Please format the lines below as a numbered list, running from the first line through the line containing "(1032, 294)", both included. Leave out blank lines and the pictures.

──────── Data for this task

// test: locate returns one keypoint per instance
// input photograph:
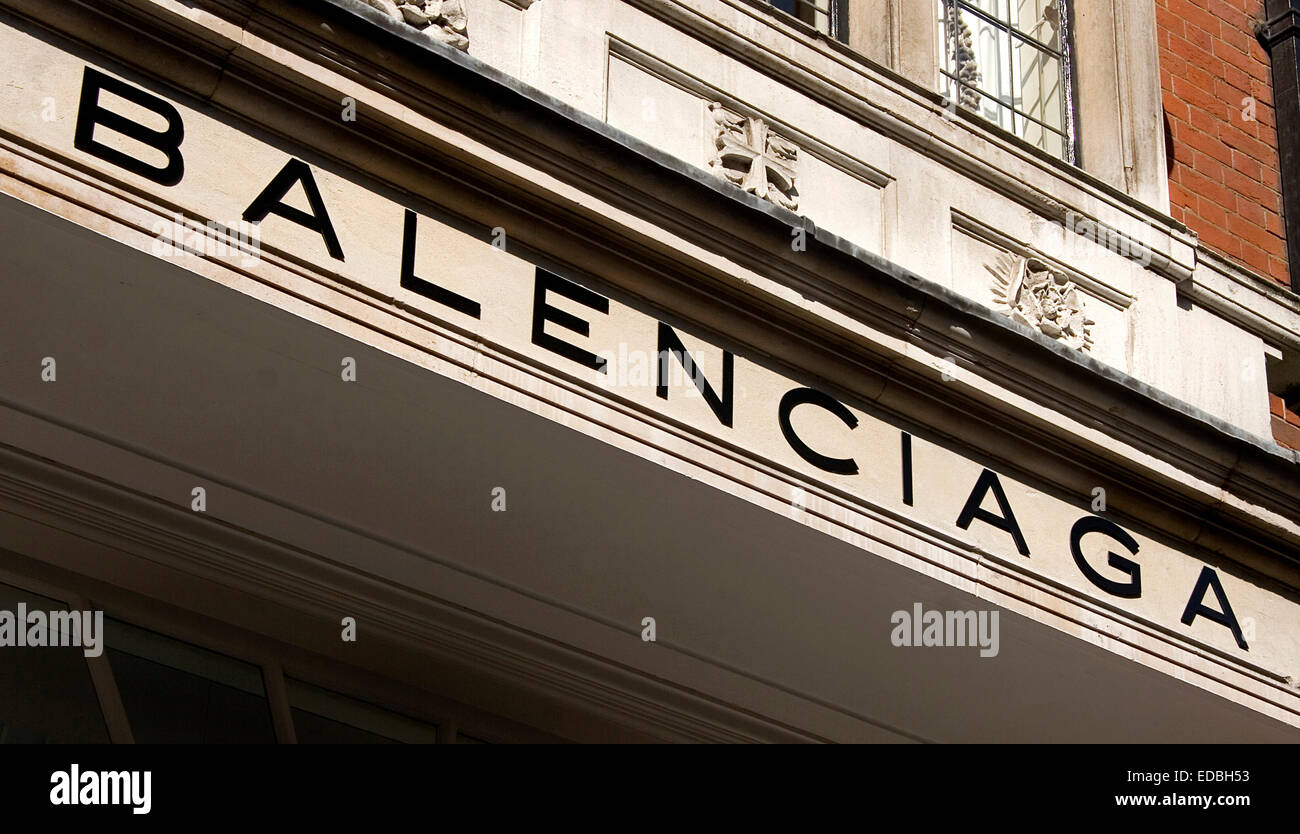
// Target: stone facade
(606, 364)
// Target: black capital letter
(797, 396)
(1006, 521)
(427, 289)
(271, 202)
(670, 343)
(1096, 524)
(90, 113)
(544, 312)
(1196, 606)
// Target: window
(324, 717)
(177, 693)
(46, 693)
(1010, 61)
(830, 17)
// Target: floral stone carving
(1032, 294)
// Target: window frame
(836, 12)
(1066, 57)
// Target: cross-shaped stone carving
(752, 156)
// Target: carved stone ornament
(1031, 294)
(752, 156)
(441, 20)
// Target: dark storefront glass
(46, 693)
(177, 693)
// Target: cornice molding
(697, 207)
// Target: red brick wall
(1286, 422)
(1223, 183)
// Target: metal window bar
(1065, 57)
(826, 16)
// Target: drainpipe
(1281, 37)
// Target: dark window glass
(824, 16)
(324, 717)
(1010, 61)
(46, 693)
(177, 693)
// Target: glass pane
(983, 53)
(177, 693)
(815, 13)
(1040, 95)
(1039, 20)
(325, 717)
(46, 693)
(993, 8)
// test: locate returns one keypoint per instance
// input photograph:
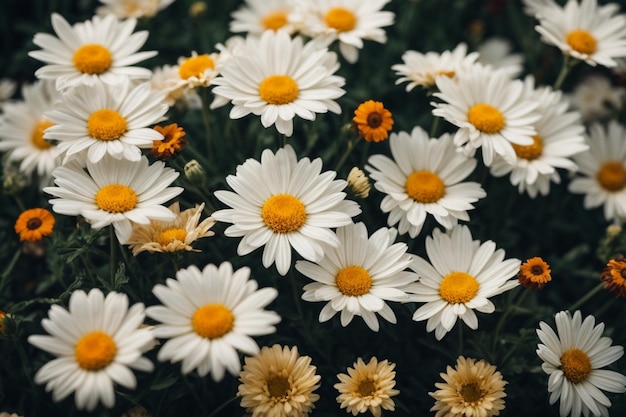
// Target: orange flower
(34, 224)
(172, 142)
(373, 121)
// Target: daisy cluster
(283, 208)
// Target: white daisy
(423, 178)
(277, 78)
(572, 357)
(101, 119)
(461, 277)
(559, 137)
(491, 111)
(604, 170)
(359, 275)
(350, 22)
(100, 48)
(114, 191)
(586, 31)
(422, 69)
(22, 129)
(283, 203)
(208, 317)
(96, 341)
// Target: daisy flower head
(102, 48)
(102, 119)
(96, 341)
(424, 177)
(367, 387)
(282, 203)
(586, 31)
(472, 388)
(22, 128)
(491, 111)
(278, 382)
(573, 357)
(357, 277)
(603, 170)
(174, 235)
(114, 191)
(461, 277)
(209, 315)
(277, 77)
(422, 69)
(349, 22)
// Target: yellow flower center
(283, 213)
(581, 41)
(424, 187)
(353, 281)
(458, 287)
(486, 118)
(212, 321)
(195, 66)
(92, 59)
(116, 198)
(279, 89)
(612, 176)
(575, 365)
(106, 125)
(529, 152)
(274, 20)
(37, 136)
(95, 351)
(340, 19)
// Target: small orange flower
(172, 142)
(534, 273)
(34, 224)
(373, 121)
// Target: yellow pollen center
(212, 321)
(283, 213)
(106, 125)
(353, 281)
(92, 59)
(581, 41)
(279, 89)
(575, 365)
(458, 287)
(195, 66)
(37, 136)
(530, 152)
(486, 118)
(612, 176)
(116, 198)
(340, 19)
(425, 187)
(95, 351)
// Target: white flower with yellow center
(277, 78)
(491, 111)
(461, 277)
(114, 191)
(603, 170)
(350, 22)
(283, 203)
(209, 316)
(424, 177)
(101, 119)
(573, 358)
(102, 48)
(359, 275)
(586, 31)
(95, 341)
(22, 129)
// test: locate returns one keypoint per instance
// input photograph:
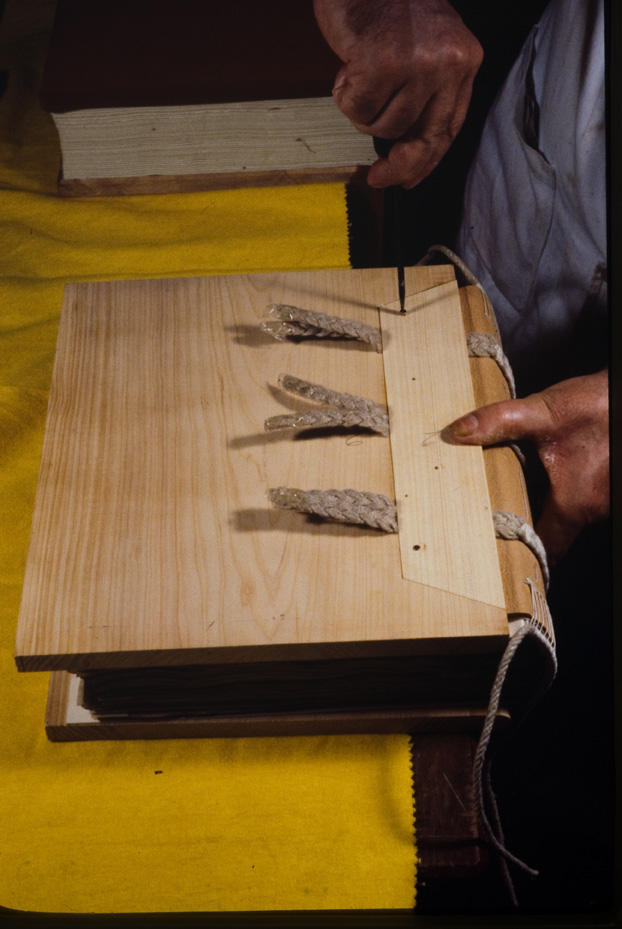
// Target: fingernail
(464, 427)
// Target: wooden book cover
(166, 95)
(157, 564)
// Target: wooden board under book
(153, 541)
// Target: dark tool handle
(382, 147)
(393, 195)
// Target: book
(167, 594)
(156, 96)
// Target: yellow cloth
(181, 826)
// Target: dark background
(555, 779)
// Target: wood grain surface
(153, 542)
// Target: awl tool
(394, 207)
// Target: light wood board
(447, 535)
(153, 541)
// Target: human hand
(408, 71)
(569, 425)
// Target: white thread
(348, 409)
(481, 766)
(511, 526)
(349, 506)
(294, 321)
(483, 345)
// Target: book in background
(156, 96)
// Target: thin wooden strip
(447, 537)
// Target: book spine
(504, 471)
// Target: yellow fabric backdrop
(181, 826)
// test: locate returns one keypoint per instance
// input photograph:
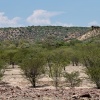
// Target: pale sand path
(14, 77)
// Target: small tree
(58, 62)
(91, 60)
(33, 66)
(72, 78)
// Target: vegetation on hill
(51, 55)
(39, 33)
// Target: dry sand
(17, 87)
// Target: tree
(33, 65)
(58, 61)
(72, 78)
(91, 60)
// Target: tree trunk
(34, 82)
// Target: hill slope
(38, 33)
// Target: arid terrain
(14, 86)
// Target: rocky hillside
(38, 33)
(90, 34)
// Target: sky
(17, 13)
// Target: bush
(72, 78)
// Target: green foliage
(72, 78)
(57, 60)
(33, 65)
(91, 59)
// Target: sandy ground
(15, 77)
(14, 86)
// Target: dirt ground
(14, 86)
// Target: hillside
(38, 33)
(94, 34)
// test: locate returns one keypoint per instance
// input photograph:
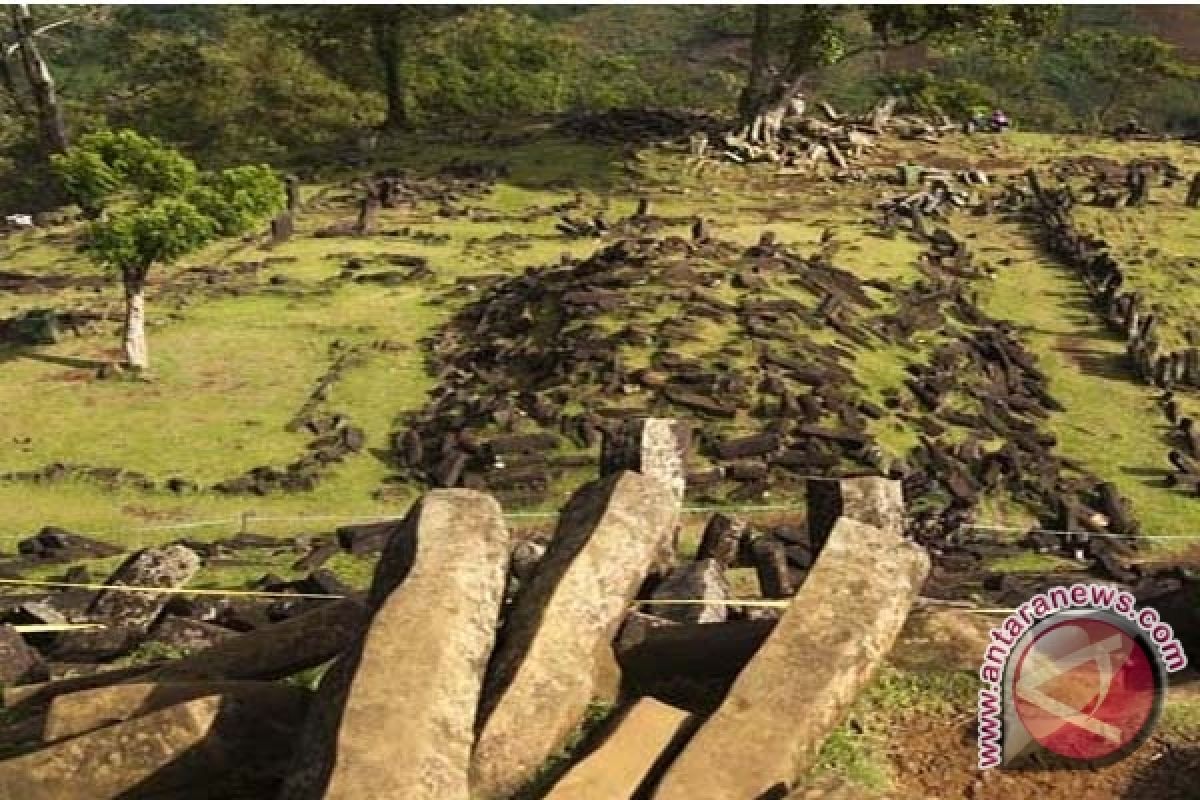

────────────────

Written response =
1. // test: locate returns one keypoint per instance
2. // input photograph:
3. // Target: stone facade
4. (606, 364)
5. // Target: black capital letter
6. (797, 396)
7. (1006, 521)
8. (427, 289)
9. (271, 202)
10. (670, 343)
11. (1096, 524)
12. (90, 113)
13. (544, 312)
14. (1196, 606)
15. // Target: window
16. (324, 717)
17. (177, 693)
18. (46, 693)
19. (1010, 61)
20. (830, 17)
21. // Target: floral stone carving
22. (1032, 294)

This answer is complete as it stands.